**Consignes de l’exercice**
- A) Comment traduire en anglais la phrase « Et de se demander comment rendre accessible cet idéal. », tirée du texte sur la France de 2027 ?
- B) D’après le texte sur la France de 2027, répondez brièvement :
(i) Quelle année le scénario noir envisage-t-il ?
(ii) Quel classement est cité pour mesurer nos différents niveaux d’éducation ?
(iii) Quelles émissions figurent parmi les objectifs quantitatifs ?
- C) Pouvez-vous restituer à l’identique le passage du texte sur la France de 2027 qui commence par les mots « On pourrait pour » et s’achève sur « possible pour tous. » ?

S’il est assez facile d’écrire le scénario noir d’une année 2027 où tout aurait échoué (une France ruinée, divisée, ingouvernable, dans une Europe défaite, confrontée à un conflit sur son sol et à une crise climatique devenue incontrôlable), il est plus intéressant de tenter d’imaginer ce que pourrait être une France qui aurait réussi à échapper à ses démons. Et de se demander comment rendre accessible cet idéal.
On pourrait pour cela se contenter de se fixer quelques objectifs quantitatifs : un taux de croissance, d’inflation, un niveau d’emploi, de pouvoir d’achat, de déficit budgétaire, de dette publique, d’excèdent commercial, d’émissions de CO2 (et mieux encore, une valeur aussi réduite que possible de notre empreinte carbone). On pourrait y ajouter un meilleur classement PISA de nos différents niveaux d’éducation, une plus grande espérance de vie en bonne santé, une mobilité sociale améliorée, et une retraite aussi longue et heureuse que possible pour tous.

**Données fournies**
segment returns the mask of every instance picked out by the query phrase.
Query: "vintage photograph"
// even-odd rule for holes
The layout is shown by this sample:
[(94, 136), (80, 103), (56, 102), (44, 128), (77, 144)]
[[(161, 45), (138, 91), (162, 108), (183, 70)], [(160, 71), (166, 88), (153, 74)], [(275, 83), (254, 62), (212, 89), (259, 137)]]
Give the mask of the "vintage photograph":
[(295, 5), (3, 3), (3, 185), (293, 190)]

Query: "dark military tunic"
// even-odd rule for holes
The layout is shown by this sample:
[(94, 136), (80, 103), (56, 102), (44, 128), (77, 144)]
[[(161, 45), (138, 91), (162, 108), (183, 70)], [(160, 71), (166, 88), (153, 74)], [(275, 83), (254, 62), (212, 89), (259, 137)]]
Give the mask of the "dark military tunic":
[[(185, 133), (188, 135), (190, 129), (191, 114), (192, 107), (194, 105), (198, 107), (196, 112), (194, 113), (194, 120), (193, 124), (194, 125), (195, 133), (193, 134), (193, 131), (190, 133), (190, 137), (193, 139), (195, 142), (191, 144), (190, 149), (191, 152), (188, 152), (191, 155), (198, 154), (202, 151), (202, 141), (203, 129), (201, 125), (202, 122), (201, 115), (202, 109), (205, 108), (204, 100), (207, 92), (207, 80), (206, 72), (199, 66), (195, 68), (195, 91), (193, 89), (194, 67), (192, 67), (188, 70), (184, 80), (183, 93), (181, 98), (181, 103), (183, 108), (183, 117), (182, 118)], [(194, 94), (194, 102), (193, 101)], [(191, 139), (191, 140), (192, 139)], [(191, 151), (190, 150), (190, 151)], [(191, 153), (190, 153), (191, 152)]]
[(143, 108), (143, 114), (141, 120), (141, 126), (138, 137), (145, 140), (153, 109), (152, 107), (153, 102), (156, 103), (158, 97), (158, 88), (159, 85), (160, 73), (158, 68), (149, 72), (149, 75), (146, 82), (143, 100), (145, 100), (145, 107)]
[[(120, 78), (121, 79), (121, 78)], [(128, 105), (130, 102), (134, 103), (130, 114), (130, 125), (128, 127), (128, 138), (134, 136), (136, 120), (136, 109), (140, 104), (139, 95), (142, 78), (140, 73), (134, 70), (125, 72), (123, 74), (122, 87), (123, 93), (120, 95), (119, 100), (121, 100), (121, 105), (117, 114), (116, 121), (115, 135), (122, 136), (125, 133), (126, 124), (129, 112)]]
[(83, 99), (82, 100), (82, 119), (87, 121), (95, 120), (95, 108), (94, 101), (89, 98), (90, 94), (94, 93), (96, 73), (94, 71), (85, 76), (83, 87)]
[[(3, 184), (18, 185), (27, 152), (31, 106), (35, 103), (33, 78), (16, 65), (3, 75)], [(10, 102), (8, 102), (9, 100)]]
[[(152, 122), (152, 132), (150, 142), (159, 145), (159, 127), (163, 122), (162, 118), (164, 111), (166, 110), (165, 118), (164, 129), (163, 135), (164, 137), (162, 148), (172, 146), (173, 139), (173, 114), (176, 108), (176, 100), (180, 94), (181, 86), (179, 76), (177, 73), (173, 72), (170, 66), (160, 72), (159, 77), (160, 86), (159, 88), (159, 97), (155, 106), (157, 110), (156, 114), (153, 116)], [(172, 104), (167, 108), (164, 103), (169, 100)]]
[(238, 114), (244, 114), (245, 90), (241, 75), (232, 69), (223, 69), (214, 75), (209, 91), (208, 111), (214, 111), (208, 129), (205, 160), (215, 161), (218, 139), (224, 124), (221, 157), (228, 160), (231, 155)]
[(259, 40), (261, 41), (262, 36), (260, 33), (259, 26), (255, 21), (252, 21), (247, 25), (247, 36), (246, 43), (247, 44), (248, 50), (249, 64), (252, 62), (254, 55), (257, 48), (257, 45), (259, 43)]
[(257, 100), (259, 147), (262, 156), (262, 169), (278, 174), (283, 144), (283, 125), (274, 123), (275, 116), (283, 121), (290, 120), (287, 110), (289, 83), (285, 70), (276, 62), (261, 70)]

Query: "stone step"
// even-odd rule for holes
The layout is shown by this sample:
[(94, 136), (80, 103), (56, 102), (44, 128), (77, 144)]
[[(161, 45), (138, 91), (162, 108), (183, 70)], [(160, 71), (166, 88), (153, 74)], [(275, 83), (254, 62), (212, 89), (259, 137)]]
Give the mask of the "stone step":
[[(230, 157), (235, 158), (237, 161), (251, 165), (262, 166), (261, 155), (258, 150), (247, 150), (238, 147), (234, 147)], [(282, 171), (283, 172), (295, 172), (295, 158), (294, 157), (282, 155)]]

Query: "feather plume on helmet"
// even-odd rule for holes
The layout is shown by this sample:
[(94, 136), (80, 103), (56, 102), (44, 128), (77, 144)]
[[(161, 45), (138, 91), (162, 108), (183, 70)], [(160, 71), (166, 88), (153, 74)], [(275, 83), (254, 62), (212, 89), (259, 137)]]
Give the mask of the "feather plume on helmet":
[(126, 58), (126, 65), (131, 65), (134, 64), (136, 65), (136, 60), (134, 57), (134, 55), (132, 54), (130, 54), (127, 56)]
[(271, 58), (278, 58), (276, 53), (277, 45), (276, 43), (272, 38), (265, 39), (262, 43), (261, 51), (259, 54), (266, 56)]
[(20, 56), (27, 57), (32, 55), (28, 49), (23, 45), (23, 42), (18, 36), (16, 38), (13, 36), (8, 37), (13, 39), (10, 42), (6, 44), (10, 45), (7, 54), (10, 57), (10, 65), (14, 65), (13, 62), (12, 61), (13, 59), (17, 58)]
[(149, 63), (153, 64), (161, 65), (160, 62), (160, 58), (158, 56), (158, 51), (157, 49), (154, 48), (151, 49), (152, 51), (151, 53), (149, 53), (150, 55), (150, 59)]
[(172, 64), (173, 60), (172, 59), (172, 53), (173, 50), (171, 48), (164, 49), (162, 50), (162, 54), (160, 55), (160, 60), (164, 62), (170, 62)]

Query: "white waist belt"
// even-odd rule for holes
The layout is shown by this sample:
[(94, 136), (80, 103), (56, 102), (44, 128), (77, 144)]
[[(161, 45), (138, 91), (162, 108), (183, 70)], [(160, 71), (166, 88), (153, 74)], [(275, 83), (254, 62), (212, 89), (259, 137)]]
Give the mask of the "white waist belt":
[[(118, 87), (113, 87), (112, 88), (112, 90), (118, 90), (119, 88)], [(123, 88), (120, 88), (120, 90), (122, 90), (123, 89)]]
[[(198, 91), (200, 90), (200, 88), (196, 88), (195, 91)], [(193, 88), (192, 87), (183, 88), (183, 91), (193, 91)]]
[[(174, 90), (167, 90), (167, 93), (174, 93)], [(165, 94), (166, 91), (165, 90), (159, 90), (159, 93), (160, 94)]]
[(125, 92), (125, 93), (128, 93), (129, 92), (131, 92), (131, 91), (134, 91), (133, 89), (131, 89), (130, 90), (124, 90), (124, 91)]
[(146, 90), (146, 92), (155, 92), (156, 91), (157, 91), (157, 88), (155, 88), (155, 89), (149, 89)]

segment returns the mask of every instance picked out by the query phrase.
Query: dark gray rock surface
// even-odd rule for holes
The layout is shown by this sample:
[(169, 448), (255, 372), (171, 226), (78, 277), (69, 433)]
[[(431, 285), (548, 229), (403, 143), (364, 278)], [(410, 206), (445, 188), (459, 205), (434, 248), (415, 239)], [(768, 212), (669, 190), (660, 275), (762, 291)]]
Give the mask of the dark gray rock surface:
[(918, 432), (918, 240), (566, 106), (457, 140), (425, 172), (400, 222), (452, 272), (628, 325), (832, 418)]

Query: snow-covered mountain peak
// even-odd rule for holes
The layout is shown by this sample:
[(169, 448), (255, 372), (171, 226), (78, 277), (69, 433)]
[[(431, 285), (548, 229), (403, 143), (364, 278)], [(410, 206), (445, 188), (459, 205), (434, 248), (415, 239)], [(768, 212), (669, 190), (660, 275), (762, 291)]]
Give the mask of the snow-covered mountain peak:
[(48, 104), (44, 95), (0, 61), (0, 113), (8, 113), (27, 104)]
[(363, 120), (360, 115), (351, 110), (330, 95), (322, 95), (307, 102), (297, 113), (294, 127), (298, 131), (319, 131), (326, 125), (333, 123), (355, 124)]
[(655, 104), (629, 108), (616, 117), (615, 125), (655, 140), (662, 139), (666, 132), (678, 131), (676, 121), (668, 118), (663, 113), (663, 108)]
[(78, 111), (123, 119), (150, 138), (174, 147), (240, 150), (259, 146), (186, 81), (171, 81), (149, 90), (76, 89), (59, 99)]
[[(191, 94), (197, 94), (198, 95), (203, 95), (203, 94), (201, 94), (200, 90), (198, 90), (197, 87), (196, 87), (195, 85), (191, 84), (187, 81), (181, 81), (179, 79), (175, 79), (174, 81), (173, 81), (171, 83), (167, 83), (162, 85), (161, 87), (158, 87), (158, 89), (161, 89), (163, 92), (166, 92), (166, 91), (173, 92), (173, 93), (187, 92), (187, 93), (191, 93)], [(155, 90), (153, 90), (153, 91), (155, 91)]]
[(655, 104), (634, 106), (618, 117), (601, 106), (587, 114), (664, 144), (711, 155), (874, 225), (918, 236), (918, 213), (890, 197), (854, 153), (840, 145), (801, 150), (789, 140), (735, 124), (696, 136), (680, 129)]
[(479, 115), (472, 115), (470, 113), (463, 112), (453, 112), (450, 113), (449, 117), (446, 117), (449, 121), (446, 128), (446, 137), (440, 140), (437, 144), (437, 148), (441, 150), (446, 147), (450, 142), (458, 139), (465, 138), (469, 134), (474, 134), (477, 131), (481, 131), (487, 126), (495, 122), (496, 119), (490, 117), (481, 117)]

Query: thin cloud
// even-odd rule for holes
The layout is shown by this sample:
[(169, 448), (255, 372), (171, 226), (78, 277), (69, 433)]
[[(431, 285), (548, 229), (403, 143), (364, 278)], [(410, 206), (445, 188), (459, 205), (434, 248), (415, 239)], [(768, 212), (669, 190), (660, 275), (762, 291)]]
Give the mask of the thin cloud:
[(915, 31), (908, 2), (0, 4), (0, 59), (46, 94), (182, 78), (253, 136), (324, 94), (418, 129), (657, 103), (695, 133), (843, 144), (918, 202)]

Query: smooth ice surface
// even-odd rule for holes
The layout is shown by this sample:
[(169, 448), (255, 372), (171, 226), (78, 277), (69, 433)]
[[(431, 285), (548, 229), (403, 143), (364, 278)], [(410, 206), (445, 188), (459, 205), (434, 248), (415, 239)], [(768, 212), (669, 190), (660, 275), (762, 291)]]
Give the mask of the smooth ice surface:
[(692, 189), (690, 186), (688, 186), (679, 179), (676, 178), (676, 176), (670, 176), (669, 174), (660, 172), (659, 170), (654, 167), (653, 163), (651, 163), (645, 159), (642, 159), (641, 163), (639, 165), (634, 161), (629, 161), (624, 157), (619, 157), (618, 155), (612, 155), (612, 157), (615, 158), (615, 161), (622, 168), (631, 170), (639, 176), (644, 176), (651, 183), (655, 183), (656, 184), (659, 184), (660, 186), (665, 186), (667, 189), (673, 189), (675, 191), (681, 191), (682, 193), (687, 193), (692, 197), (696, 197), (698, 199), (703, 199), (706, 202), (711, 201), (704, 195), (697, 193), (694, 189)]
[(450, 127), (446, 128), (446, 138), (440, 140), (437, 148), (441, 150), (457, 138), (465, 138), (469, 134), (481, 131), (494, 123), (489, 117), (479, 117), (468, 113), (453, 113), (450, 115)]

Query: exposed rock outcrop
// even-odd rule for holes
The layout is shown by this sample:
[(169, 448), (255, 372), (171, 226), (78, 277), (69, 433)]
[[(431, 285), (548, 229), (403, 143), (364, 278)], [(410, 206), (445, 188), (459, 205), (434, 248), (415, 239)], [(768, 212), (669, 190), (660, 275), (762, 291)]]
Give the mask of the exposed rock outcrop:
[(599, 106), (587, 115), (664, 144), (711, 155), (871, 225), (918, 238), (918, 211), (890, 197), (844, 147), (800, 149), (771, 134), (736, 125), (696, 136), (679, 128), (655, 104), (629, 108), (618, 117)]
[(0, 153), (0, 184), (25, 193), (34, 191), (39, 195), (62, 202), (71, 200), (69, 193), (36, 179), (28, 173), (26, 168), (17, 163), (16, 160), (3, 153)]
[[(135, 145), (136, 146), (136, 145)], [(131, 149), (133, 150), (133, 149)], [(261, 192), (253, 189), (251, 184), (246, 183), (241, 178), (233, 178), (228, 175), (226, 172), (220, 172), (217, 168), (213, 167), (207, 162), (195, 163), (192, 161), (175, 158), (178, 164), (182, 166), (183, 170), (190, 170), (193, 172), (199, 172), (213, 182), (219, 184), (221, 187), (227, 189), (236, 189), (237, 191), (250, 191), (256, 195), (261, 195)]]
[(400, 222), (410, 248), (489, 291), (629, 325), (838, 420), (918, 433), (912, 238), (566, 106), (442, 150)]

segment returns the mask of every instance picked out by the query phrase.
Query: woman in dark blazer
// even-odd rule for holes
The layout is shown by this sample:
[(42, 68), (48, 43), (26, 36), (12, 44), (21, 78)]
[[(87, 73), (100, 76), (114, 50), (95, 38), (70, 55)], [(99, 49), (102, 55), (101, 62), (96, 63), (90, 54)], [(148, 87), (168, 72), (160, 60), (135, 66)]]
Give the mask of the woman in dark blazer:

**Réponses par tâche**
- A) And to ask how this ideal could be made attainable.

- B)
(i) 2027.
(ii) Le classement PISA.
(iii) Les émissions de CO2.

- C)
On pourrait pour cela se contenter de se fixer quelques objectifs quantitatifs : un taux de croissance, d’inflation, un niveau d’emploi, de pouvoir d’achat, de déficit budgétaire, de dette publique, d’excèdent commercial, d’émissions de CO2 (et mieux encore, une valeur aussi réduite que possible de notre empreinte carbone). On pourrait y ajouter un meilleur classement PISA de nos différents niveaux d’éducation, une plus grande espérance de vie en bonne santé, une mobilité sociale améliorée, et une retraite aussi longue et heureuse que possible pour tous.